→ Work instructions:
1. Answer these questions from the passage on teacher anxiety:
(a) Which group did the team expect would show the most anxiety?
(b) What did the authors say the guidelines for reopening schools often failed to consider?
(c) According to Kush, what does it boost when teachers feel supported?
2. Copy the passage on teacher anxiety word for word from "While different guidelines" to "address these issues.".

He said the team was surprised that teachers had higher rates of anxiety than healthcare workers. “We would have guessed healthcare workers battling COVID-19 on the front lines during a public health crisis would display the most anxiety,” Kush said.
“Although our study didn’t examine the reasons behind teachers’ anxiety levels,” he continued, “we might expect particularly high levels of stress due to the uncertainty over how schools were planning to provide instruction, abrupt changes to lesson plans and teaching methods for remote-learning environments, and the rapid adoption of new technologies.”
While different guidelines have been proposed to promote safe, supportive learning environments as schools reopened after closures, the authors said those guidelines often failed to consider the magnitude of potential negative effects on teacher mental health or offer alternative approaches to address these issues.
Kush said the findings reveal the need for tools and programs to help teachers cope and ensure consistent lines of communication among teachers, school leaders, staff, and students. “Teachers’ well-being ultimately impacts their ability to effectively teach,” he said. “When teachers feel supported, it boosts retention and student learning outcomes. Their voices must be included in decision-making processes.”

→ Data extract:

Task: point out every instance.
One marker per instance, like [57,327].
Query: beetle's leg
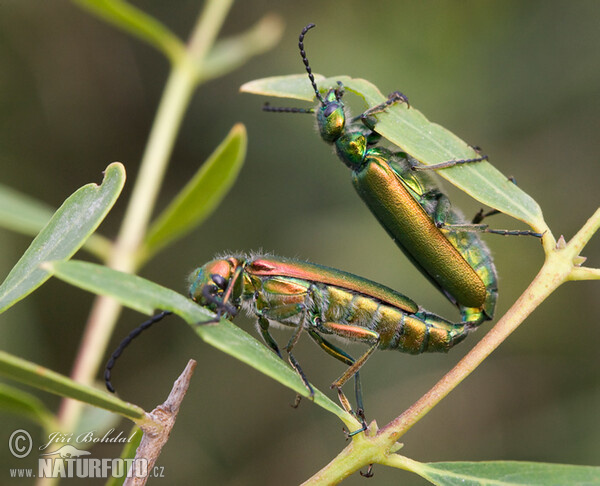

→ Answers for each item:
1.
(a) Healthcare workers battling COVID-19 on the front lines during a public health crisis.
(b) The magnitude of potential negative effects on teacher mental health.
(c) Retention and student learning outcomes.

2.
While different guidelines have been proposed to promote safe, supportive learning environments as schools reopened after closures, the authors said those guidelines often failed to consider the magnitude of potential negative effects on teacher mental health or offer alternative approaches to address these issues.